* **What is expected**: Count the lines in the entries below that include the word "straight". Give nothing but the number.

* **Data**:
☆ ☆ ☆ ☆ ☆
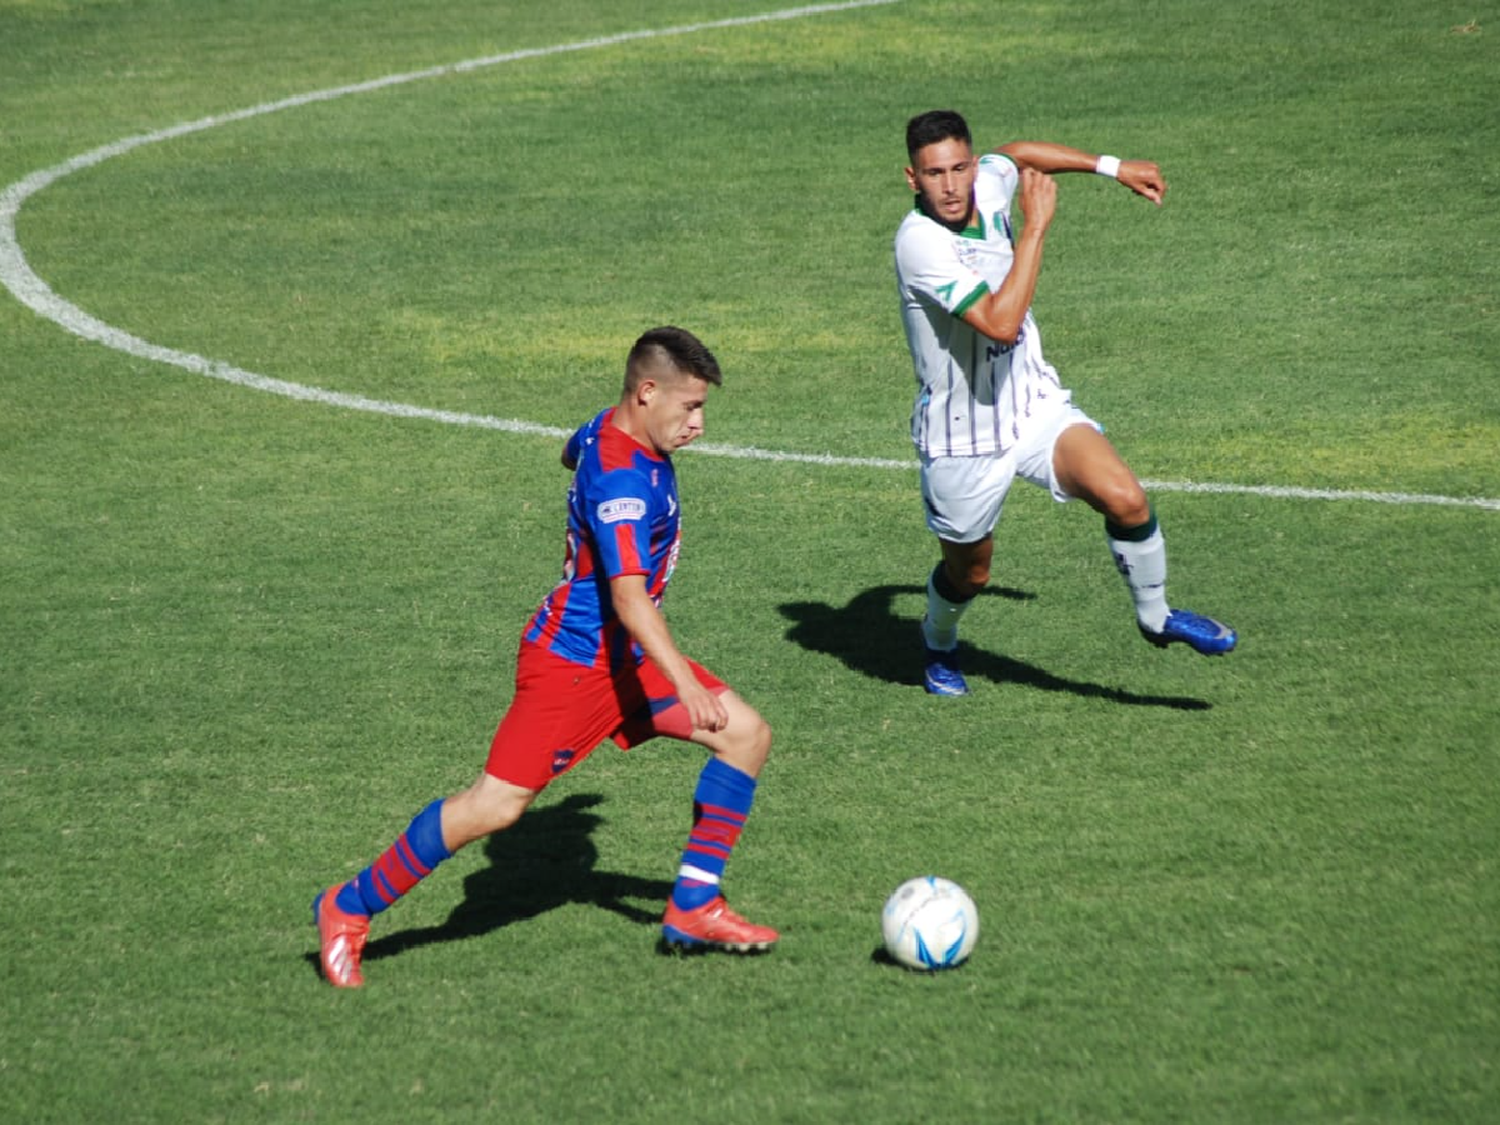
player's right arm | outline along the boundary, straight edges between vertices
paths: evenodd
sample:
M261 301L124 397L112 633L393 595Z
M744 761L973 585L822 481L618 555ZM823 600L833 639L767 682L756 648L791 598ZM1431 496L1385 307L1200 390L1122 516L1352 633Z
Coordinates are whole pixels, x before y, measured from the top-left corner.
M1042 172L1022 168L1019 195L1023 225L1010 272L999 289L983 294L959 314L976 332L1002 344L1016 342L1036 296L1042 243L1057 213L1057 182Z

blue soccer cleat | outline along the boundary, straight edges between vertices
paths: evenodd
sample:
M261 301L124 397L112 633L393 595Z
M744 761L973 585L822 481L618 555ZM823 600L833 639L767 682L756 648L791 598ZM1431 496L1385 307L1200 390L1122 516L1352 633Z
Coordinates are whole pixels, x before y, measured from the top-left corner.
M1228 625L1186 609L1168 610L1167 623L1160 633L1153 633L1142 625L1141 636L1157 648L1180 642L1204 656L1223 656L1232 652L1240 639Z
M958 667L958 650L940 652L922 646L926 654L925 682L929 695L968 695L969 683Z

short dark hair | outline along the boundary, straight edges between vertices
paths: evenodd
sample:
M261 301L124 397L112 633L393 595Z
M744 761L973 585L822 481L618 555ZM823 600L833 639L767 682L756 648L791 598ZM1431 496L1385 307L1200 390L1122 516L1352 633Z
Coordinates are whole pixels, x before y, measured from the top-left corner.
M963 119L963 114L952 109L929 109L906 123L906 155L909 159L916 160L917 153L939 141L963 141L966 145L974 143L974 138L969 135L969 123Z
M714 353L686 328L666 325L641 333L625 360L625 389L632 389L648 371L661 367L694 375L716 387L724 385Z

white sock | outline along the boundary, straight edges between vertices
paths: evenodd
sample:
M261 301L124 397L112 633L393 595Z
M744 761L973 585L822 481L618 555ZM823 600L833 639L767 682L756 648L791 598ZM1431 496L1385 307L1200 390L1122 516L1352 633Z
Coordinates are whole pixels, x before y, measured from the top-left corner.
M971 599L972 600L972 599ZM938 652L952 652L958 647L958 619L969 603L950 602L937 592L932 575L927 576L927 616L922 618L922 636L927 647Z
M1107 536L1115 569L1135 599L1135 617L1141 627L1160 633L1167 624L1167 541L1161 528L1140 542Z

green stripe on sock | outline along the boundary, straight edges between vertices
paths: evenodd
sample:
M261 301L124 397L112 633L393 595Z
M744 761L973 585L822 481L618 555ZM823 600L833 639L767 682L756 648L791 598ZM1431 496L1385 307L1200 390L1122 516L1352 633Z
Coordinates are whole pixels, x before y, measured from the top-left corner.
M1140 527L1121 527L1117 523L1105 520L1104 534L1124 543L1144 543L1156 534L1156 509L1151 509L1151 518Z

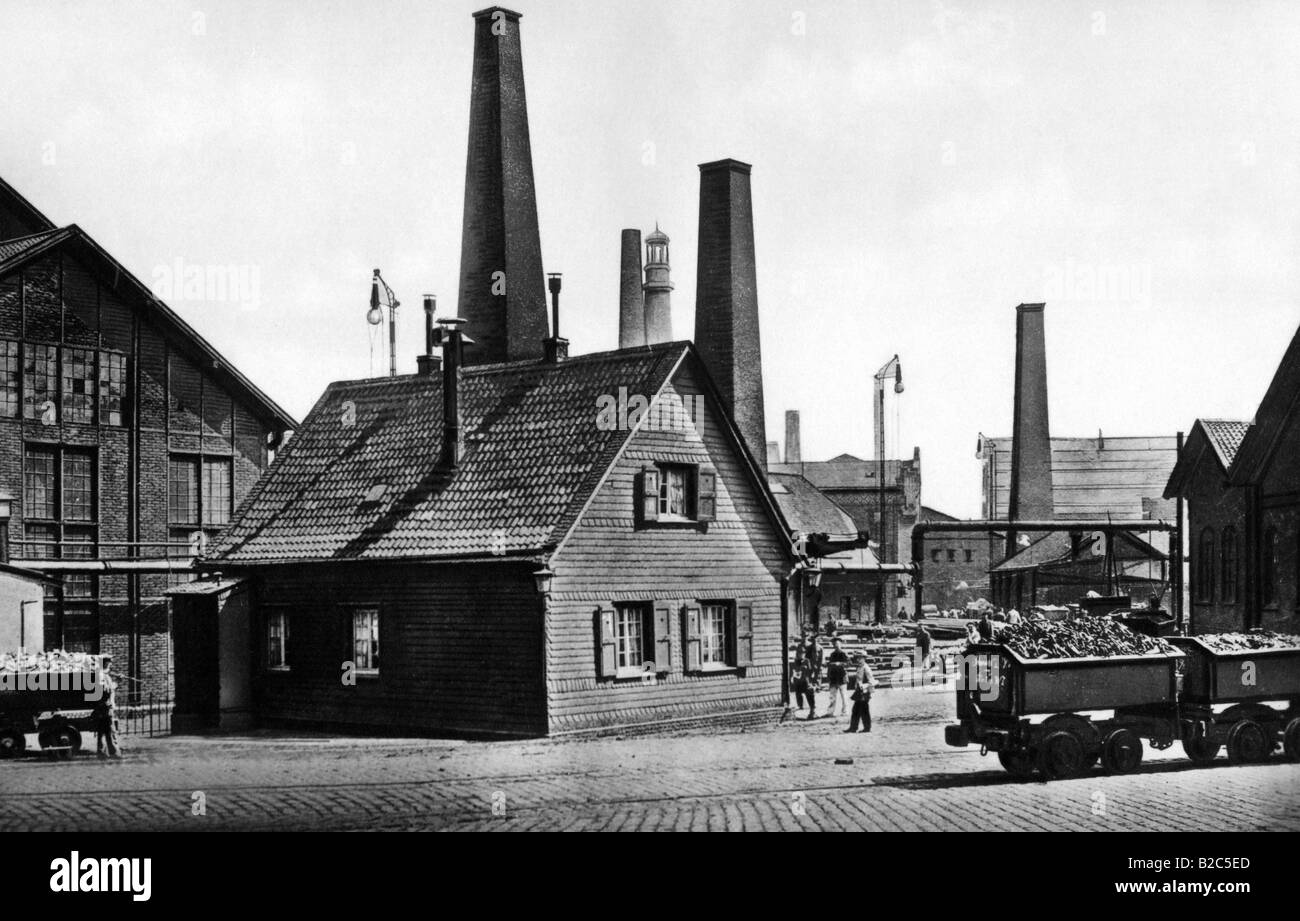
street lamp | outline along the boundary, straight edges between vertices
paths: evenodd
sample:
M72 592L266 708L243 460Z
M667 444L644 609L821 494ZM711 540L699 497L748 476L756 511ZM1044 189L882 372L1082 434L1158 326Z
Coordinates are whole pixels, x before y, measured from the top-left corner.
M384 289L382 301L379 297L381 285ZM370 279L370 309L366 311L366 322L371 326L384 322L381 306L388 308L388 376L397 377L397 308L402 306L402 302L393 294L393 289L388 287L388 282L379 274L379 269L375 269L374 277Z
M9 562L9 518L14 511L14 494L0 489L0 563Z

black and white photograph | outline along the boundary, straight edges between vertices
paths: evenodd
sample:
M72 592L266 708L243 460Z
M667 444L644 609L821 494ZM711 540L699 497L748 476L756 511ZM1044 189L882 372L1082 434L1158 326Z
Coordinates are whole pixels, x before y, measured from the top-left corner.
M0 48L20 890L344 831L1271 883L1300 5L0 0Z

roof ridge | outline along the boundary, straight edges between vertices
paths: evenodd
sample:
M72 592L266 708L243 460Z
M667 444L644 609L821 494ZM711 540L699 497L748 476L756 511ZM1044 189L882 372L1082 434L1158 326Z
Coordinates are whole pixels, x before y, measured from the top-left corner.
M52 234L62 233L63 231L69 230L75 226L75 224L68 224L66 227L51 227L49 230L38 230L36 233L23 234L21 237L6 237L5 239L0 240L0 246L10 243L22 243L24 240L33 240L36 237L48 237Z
☆ ☆ ☆ ☆ ☆
* **Result of the exercise**: 8